▶ [WORK TO COMPLETE] Make an exact copy of all the records.

▶ [RECORDS FOR THE EXERCISE]
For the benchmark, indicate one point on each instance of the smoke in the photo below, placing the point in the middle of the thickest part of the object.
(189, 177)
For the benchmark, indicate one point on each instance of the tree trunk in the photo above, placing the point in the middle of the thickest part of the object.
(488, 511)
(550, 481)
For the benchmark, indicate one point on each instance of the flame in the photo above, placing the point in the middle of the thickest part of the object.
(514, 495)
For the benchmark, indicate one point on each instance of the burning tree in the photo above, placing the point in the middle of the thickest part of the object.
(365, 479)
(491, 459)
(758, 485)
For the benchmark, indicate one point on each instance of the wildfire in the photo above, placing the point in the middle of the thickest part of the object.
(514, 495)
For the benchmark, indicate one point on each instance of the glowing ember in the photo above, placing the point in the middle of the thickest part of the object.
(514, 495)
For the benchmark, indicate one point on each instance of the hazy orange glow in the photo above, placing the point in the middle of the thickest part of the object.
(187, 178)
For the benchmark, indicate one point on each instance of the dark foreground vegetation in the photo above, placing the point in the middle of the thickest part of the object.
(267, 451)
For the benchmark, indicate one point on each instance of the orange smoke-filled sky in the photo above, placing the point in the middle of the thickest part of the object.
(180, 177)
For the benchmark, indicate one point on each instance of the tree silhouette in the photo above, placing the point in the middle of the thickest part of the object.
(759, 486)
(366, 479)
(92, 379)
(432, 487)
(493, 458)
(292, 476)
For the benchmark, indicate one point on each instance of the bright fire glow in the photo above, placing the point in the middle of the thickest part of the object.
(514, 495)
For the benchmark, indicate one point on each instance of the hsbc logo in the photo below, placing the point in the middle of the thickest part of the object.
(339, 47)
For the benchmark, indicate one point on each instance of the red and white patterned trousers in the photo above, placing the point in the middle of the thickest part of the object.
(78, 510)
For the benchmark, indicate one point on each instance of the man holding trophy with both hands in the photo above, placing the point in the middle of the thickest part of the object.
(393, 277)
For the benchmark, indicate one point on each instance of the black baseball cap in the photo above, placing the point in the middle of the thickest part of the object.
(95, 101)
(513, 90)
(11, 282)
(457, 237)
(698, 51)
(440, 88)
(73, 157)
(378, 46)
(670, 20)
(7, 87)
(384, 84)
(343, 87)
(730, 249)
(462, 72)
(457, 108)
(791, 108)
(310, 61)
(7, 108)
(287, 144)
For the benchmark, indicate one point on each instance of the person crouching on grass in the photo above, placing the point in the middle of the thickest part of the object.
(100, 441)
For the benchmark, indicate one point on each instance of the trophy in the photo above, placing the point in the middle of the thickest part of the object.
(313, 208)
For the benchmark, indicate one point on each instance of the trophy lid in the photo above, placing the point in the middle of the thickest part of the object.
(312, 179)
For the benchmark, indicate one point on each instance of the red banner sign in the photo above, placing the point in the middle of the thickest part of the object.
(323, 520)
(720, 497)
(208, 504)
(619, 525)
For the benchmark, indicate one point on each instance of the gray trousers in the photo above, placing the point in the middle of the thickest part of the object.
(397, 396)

▶ [SOLUTION TO THIS PROBLEM]
For the benchmark, indicate one point on each instance of the smoke in the photo below, placing the point in the middle of the thickest part of the object.
(189, 177)
For the benchmark, indicate one point on each instance of the tree trunk in the photo above, placing the point in the middle of the thickest part of the object.
(488, 511)
(550, 481)
For the benchmark, indicate one point on each instance of the flame in the photo above, placing the point in the middle of the thickest part of the object.
(514, 495)
For the benchmark, indicate one point on each instance of the burning tree in the photo above, placing the point in the middle of the thickest part of the object.
(365, 479)
(491, 459)
(758, 485)
For the benchmark, indicate one point on each instance of the wildfire in the photo above, placing the point in the middle of the thickest part of the object.
(514, 495)
For the benchmark, indicate one point on each instance of the glowing ember in the photo above, placing the point in the middle of the thickest part of the object.
(514, 495)
For the benchmark, indicate one point on each instance of the hazy orange glow in the photo above, placing the point in the middle of the thickest part of the object.
(187, 178)
For the benchmark, indicate one point on each instance of the dark foreground vegetation in the photo above, placing the point in the middle of the thickest part of the object.
(267, 451)
For the benchmark, indicate one point on each instance of the orange smoke-filled sky in the photo above, placing the point in the middle of the thickest part of the object.
(180, 177)
For the benchmark, indicate one point on each instance of the tree silhouette in the photo above, placing the point in the middle of the thickest part of the object.
(759, 486)
(366, 479)
(92, 379)
(432, 487)
(493, 458)
(292, 476)
For the benchmark, indicate one point on each instance of the bright fire glow in the photo above, placing the point in the middle of the thickest part of the object.
(514, 495)
For the benchmark, indicate one point on each instance of the hsbc logo in the photo below, placing the point in the middle of the thickest part of the object.
(339, 47)
For the benchmark, indicate one point on each instance of the red and white patterned trousers in the photo above, placing the point in the middle of the thickest part of the object.
(78, 510)
For the benchmark, indicate one point on each instance of the man holding trophy with both hands in the photo above, placing the point in the middle of the thickest part of the object.
(393, 277)
For the benchmark, indicate one point on each instance of the black baseball cap in the photo above, placing the point in the middle of the thickest part of the object.
(95, 101)
(513, 90)
(11, 282)
(457, 237)
(698, 51)
(440, 88)
(73, 157)
(378, 46)
(670, 20)
(7, 87)
(384, 84)
(343, 87)
(730, 249)
(462, 72)
(457, 108)
(791, 108)
(310, 61)
(7, 108)
(287, 144)
For the benchmark, indicate one point on each instance of the person crouching on grass in the photo above, placing the point in the middle of the thickest part of the object.
(100, 441)
For the benchmark, indicate one point on each instance of the trophy in the photo above, placing the point in the middle of the thickest part of the object.
(313, 208)
For the benchmark, indicate one point on each instance of the trophy lid in the photo above, placing the point in the middle of the thickest part of the object.
(312, 179)
For the benchmark, indicate one point on each instance of the red banner sign in the photo above, placing the point in the middle of the thickest part of the object.
(323, 520)
(720, 497)
(208, 504)
(619, 525)
For the benchmark, indicate one point on each instance of the gray trousers in the photo above, placing the point in the middle of the thickest part of the object.
(397, 396)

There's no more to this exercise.